— START ROWS —
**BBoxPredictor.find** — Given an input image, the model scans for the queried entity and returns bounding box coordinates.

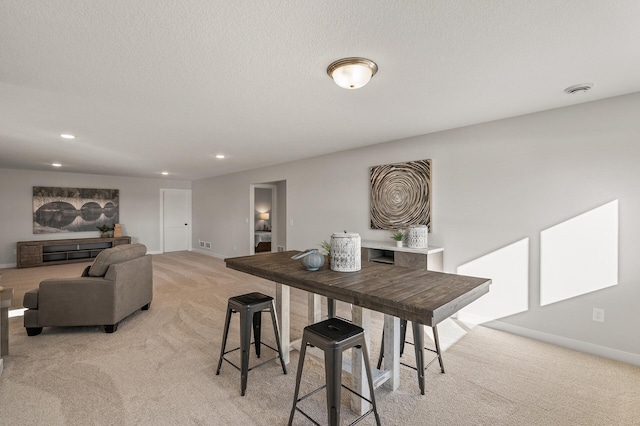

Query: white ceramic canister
[331,232,361,272]
[407,225,429,248]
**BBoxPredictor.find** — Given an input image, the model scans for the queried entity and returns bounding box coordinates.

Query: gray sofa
[23,244,153,336]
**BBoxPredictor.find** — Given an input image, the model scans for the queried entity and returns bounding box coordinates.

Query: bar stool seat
[216,292,287,396]
[289,318,380,426]
[378,319,444,395]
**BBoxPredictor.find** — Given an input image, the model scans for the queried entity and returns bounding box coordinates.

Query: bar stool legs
[289,318,380,426]
[216,293,287,396]
[378,319,444,395]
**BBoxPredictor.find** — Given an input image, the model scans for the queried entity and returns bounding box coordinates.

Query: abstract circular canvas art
[370,160,431,230]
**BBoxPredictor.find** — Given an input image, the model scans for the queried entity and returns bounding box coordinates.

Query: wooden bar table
[225,251,491,411]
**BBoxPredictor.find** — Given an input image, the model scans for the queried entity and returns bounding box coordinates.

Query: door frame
[249,183,278,254]
[160,188,193,253]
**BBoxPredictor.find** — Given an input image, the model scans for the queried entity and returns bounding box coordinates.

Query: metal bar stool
[216,293,287,396]
[289,318,380,426]
[378,319,444,395]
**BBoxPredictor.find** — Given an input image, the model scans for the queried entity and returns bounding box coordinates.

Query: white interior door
[162,189,191,253]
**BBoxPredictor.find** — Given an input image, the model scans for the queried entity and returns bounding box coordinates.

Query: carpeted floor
[0,252,640,426]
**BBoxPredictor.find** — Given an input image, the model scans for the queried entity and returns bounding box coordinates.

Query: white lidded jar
[331,232,361,272]
[407,225,429,248]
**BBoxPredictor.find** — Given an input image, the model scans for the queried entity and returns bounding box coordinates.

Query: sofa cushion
[89,244,147,277]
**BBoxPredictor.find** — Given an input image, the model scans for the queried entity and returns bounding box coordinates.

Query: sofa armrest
[105,255,153,321]
[38,277,116,326]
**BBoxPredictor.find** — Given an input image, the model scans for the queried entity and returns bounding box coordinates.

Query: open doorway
[249,181,286,254]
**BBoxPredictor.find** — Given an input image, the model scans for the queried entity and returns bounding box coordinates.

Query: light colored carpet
[0,252,640,426]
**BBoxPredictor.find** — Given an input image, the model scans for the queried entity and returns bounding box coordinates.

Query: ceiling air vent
[564,83,593,95]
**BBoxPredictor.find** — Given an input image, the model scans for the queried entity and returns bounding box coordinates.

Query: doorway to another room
[160,189,191,253]
[249,181,286,254]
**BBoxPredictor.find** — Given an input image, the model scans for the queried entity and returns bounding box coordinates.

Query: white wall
[0,169,191,267]
[193,94,640,364]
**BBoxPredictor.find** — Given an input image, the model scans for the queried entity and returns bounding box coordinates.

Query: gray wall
[0,169,191,267]
[193,94,640,365]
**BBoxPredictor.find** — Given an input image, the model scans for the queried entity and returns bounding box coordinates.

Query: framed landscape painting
[33,186,120,234]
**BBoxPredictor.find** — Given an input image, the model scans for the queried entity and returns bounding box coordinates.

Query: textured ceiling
[0,0,640,179]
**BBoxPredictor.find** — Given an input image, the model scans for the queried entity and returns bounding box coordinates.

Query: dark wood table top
[225,251,491,326]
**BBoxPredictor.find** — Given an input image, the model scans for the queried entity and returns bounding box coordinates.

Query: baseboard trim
[482,321,640,366]
[191,248,229,259]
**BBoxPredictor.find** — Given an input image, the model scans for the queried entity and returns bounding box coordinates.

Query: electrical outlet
[593,308,604,322]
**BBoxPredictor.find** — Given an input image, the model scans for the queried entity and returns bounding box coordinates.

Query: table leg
— END ROWS —
> [EXERCISE DESCRIPTION] Transcribe all of the lines above verbatim, omitting the pictures.

> [RESULT OF THE TASK]
**BBoxPredictor.find** — Given an input image, the model scans for the queried entity and returns bounding box coordinates.


Query: white ceramic canister
[331,232,361,272]
[407,225,429,248]
**BBoxPredictor.find** — Given an input image, the model scans for the queried entity and returns bounding box coordinates.

Query: gray sofa
[23,244,153,336]
**BBoxPredictor.find** — Given an input image, the model scans for the queried entity and returns bounding box coordinates.

Query: bar stool seat
[216,292,287,396]
[289,318,380,426]
[378,319,444,395]
**BBoxPredictor.find** — Given an input image, the model scans for the queried entity and returns bounding box coordinates.

Query: bar stool legs
[289,318,380,426]
[216,293,287,396]
[378,319,444,395]
**BBoxPredictor.find** — Given an input image, the model scans for the queried entity and returns bounding box coordinates.

Query: abstract circular canvas art
[370,160,431,230]
**BBoxPredictor.find** — Given an input image, the model scans for the queried entity and returns bounding box coordinates.

Query: wooden bar table
[225,251,491,411]
**BBoxPredictor.find** — Given an input image, the model scans for the queried entity and returns bounding box coordinates.

Query: door frame
[249,183,278,254]
[160,188,193,253]
**BBoxPredictor.find** — Given an input image, the model scans for the queried entity and returns bounding box coordinates.

Query: metal bar stool
[216,293,287,396]
[289,318,380,426]
[378,319,444,395]
**BBoxPredictor.find** — Given an input image, the model scans for the queried entity and returns bounding box coordinates.

Query: white interior door
[162,189,191,253]
**BBoxPredictor.find** — Given an input image, the model scans for the queried entity and returns bounding box coordinates.

Query: carpeted floor
[0,252,640,426]
**BBoxPredictor.find** — Given an input image, the model scans for the queried entity and returns bounding box coordinates.

Query: white lidded jar
[331,232,361,272]
[407,225,429,248]
**BBoxPredictor.find** — Given an input image, the model scans for the queried entity and returns bounding box coordinates.

Query: sofa cushion
[89,244,147,277]
**BBoxPredictor.find** — Given an input image, the model scans for the queried entity and returns bounding box coordinates.

Query: sofa armrest
[105,255,153,321]
[38,277,116,326]
**BBoxPredictor.find** — Given an input image, the model scans for the queried entity and returns bounding box coordinates.

Query: open doorway
[249,181,286,254]
**BBoxPredictor.find** — Given an input image, the model scans for the queried entity and returns bounding box coordinates.

Query: light colored carpet
[0,252,640,426]
**BBoxPredictor.find** — Given an input image, the model scans for the queried entity and returns bounding box coordinates.

Query: ceiling air vent
[564,83,593,95]
**BBoxPredictor.find** — Given an input image, the model scans for the queried entity and returns bounding box coordinates.

Query: doorway to another room
[160,189,191,253]
[249,181,286,254]
**BBoxPredictor.find** — Given an input image, the model scans for the queried entity and returns bounding box coordinates.

Query: white wall
[0,169,191,267]
[193,94,640,364]
**BBoxPredictor.find** — Given an input image, the model scans for the queried entity and returns bounding box coordinates.

Query: gray wall
[0,169,191,267]
[193,94,640,365]
**BBoxPredictor.find** — Given an input image, the model scans for the queried entity and returns bounding box coordinates.

Query: framed landscape painting
[33,186,120,234]
**BBoxPredictor.find** — Given an input image, the model scans for the queried entity and returns bounding box coordinates.

Query: textured ceiling
[0,0,640,179]
**BBoxPredictor.find** — Given an input image, the model scans for the queried entity and returns bounding box coordinates.

Query: dark wood table top
[225,251,491,326]
**BBoxPredictor.find** — Given an input image, the model scans for the queried entity and returns bounding box coordinates.

Query: baseboard trim
[482,321,640,366]
[191,248,229,259]
**BBoxPredictor.find** — Given an input image, the model scans for the queried entity and returns bounding box coordinates.

Query: electrical outlet
[593,308,604,322]
**BBoxPredictor.find** — Given an input image, the model scans for the queried entity and returns bounding box coordinates.

Query: table leg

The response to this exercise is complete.